Problem description:
Carry the psychiatric coding article below forward, starting after its last sentence.

(Beginning of Page excerpt)

Psychiatric coding is the practice of medical billing and coding, applied to psychiatric, mental, and behavioral health.
Psychiatric coders work in inpatient or outpatient settings, helping to codify mental health conditions like bipolar disorder, depression, schizophrenia, and suicidal ideation. Work with patients who are going through detoxification or addiction rehabilitation work is common as well.
Where do psychiatric coders work?
Psychiatric coders often work in small clinical practice or hospital settings.
In a small clinical setting, coders work directly with psychiatrists and other mental health professionals at the clinic to properly code and bill insurance for the treatment patients receive, like psychotherapy or psychoactive medications. This is typically referred to as "outpatient" psychiatric coding.
In a hospital setting that may do longer-term work for addiction, depression, or rehabilitation, coders work within the larger team of hospital staff to correctly itemize and bill for the treatment received. This is commonly referred to as "inpatient" psychiatric coding.
How is psychiatric coding different from standard medical coding?
The main difference between medical coding and psychiatric coding is the subject matter.
In medical coding, billers and coders usually deal with conditions and diseases of the body, including surgeries, diagnoses, and medications.
In psychiatric coding, coders usually deal with conditions and diseases of the mind. This means that more treatment is focused on services, such as psychotherapy for the treatment of depression, and medications, such as antidepressants, antipsychotics, and mood stabilizers.
Psychiatric billing focuses more on the services and medications needed to treat the mind, rather than the surgical procedures commonly used to treat the body.
What do I need to know to be a psychiatric coder or biller?
According to current practitioners, having a basic understanding of behavioral health helps a lot.
For example, understanding the differences between depression, bipolar disorder, anxiety, panic disorder, OCD, and schizophrenia will help give you an understanding of what exactly it is you will deal with every day.
Additionally, understanding the types of medications prescribed will help you understand the procedures typically used for each condition.
What types of psychiatric medications are there?
There are five main types of psychotropic medications: antidepressants, anti-anxiety medications, stimulants, antipsychotics, and mood stabilizers.
Let's look at how each one is used.
Antidepressants are used to treat depression
Antidepressants, like Prozac and Lexapro, are used to treat depression. They work by increasing the amount of certain brain chemicals (like serotonin, dopamine, and norepinephrine) that your brain needs to function properly.
Anti-anxiety medication is used to treat chronic (consistent) or acute (sudden) anxiety
Anti-anxiety medications like Xanax, Valium, and Ativan, are used to treat the effects of anxiety. These include panic attacks, phobias, generalized anxiety, and persistent stress.

(End of Page excerpt)
(Beginning of Material provided)

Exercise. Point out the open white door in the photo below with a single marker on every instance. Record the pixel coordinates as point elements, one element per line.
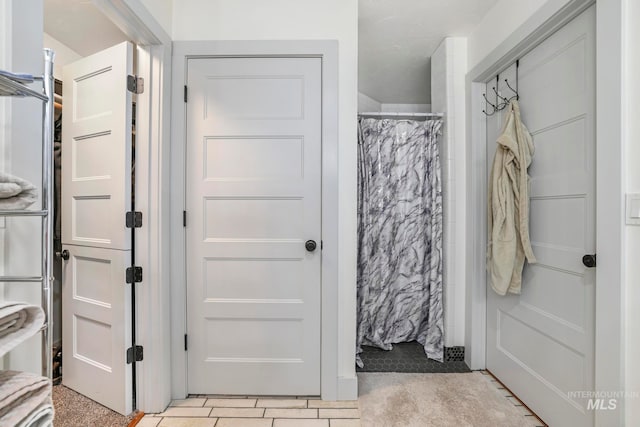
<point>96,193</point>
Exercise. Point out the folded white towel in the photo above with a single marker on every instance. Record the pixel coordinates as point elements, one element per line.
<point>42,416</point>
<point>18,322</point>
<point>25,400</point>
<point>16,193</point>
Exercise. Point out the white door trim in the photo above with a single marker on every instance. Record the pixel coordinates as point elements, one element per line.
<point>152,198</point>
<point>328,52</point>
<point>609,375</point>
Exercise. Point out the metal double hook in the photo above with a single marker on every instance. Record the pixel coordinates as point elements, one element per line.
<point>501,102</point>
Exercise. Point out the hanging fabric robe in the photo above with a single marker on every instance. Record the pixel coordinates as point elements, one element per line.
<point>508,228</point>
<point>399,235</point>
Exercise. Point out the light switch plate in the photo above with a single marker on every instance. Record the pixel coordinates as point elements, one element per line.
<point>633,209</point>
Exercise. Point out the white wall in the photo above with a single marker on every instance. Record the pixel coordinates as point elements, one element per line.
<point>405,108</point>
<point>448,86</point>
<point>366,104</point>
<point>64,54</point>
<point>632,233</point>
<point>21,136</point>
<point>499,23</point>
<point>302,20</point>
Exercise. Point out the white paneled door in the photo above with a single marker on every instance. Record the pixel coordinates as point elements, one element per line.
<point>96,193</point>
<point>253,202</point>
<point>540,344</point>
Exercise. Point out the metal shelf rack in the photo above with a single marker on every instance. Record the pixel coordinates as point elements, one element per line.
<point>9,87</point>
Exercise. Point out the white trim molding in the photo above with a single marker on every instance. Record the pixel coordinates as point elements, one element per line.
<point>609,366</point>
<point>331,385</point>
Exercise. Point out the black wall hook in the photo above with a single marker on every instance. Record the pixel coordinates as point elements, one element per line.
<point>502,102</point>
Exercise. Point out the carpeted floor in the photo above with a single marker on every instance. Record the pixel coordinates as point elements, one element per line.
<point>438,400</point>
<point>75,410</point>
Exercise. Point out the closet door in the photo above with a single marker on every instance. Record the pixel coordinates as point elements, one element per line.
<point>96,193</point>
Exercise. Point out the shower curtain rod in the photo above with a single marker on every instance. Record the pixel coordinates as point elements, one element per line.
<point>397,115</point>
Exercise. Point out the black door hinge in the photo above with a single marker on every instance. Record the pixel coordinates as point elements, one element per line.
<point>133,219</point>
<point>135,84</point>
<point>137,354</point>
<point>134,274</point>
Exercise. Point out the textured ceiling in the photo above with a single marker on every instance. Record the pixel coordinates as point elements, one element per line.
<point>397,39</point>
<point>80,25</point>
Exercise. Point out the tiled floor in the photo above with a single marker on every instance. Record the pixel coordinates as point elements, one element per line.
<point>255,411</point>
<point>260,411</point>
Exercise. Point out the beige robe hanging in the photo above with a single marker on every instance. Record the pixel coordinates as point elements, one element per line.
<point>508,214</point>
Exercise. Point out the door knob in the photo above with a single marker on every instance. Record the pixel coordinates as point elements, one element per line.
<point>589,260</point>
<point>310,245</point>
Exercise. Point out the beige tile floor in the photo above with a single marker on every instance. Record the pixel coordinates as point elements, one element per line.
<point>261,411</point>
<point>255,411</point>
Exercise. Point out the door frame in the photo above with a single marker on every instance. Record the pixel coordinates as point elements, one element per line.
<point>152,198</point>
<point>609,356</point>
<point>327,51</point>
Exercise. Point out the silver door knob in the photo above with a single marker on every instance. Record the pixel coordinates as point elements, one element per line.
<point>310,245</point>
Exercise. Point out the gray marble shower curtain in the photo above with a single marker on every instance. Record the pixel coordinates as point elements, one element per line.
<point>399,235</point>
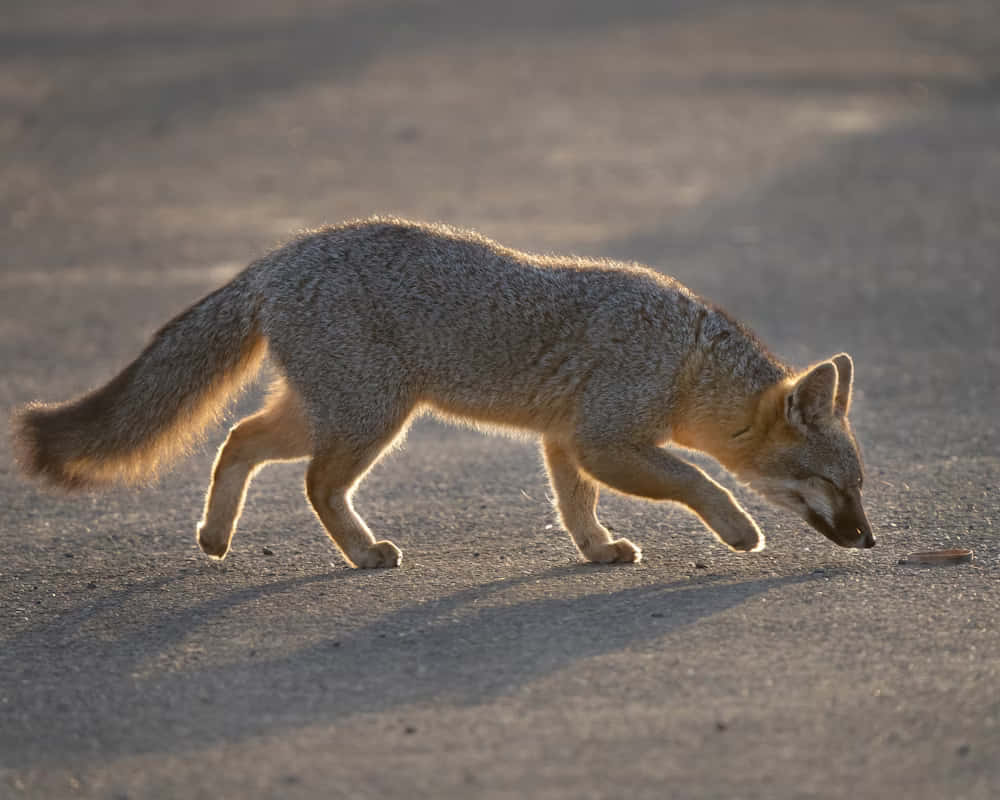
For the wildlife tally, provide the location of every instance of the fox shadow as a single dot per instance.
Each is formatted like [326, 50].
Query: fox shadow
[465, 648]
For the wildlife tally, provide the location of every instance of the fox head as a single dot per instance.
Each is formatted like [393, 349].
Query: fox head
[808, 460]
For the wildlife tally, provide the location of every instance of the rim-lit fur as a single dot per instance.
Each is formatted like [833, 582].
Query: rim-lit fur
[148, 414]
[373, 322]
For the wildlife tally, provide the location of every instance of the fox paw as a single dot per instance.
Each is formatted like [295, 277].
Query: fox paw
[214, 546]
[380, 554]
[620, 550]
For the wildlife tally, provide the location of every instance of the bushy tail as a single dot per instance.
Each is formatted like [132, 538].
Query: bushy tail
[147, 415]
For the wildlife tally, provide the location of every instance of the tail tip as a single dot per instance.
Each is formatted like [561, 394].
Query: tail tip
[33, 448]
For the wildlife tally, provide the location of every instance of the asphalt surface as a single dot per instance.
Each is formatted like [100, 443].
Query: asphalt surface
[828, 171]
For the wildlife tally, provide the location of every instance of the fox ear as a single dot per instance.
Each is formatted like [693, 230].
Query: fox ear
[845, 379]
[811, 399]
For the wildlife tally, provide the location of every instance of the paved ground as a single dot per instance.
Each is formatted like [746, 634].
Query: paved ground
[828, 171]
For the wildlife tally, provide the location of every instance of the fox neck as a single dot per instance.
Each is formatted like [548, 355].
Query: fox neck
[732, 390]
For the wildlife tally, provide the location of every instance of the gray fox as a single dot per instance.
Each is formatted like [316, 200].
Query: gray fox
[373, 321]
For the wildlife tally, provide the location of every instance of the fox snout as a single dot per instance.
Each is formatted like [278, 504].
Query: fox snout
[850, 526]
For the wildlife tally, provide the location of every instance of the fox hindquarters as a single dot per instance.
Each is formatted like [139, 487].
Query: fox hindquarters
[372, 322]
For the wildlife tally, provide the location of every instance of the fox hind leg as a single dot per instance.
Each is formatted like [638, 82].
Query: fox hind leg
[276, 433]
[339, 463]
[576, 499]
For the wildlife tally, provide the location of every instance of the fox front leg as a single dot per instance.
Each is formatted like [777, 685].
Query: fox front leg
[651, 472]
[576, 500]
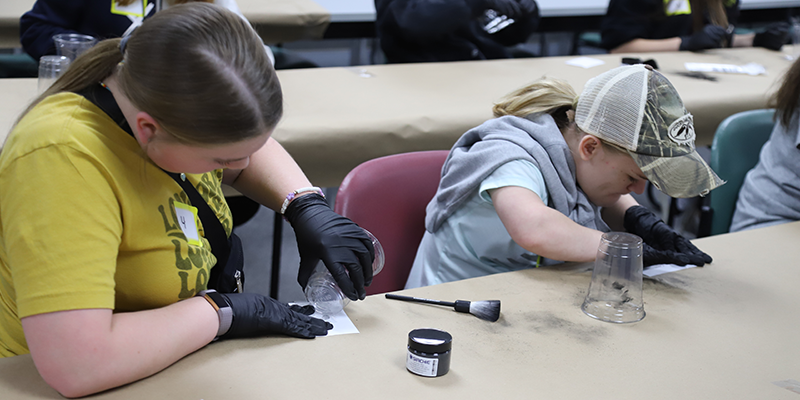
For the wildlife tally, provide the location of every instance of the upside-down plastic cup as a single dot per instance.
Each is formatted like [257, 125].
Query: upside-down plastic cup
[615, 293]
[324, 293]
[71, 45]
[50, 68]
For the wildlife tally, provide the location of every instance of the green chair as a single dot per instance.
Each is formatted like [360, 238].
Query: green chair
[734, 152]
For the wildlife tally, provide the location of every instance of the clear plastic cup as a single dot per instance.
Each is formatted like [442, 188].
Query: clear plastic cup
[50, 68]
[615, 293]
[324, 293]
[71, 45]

(End of Material provided)

Answer box:
Stimulants help improve concentration and promote a sense of calm
Stimulants, like Adderall, Dexadrine, Ritalin, or Vyvanse, help patients concentrate by providing general stimulation to the brain and body. By increasing stimulation, patients are better able to focus and manage complex tasks, like managing their day or projects, and stressful tasks, like having a difficult conversation with a family member.
Anti-psychotics help with hallucination and delusion
Some patients display signs of detachment from reality, or persistent illusions about themselves or others that make it difficult to interact with others or focus on their daily lives. For these patients, anti-psychotic medication can help calm the patient, allow them to think more clearly, and begin to distinguish reality from what is in their head. This often takes the form of clearer communication with care providers, family, and others.
Mood stabilizers are used to treat bipolar disorder
Mood stabilizers help restrict the range and "peaks" of emotions that people feel. For patients with sudden mood swings, or persistent episodes of mania or extreme depression, mood stabilizers may help regulate these emotions within a more normal range. This helps the patient feel more normal, "even", and consistent in their behavior, so they can establish a consistency in their lives.
Does psychiatric coding pay as well as medical coding?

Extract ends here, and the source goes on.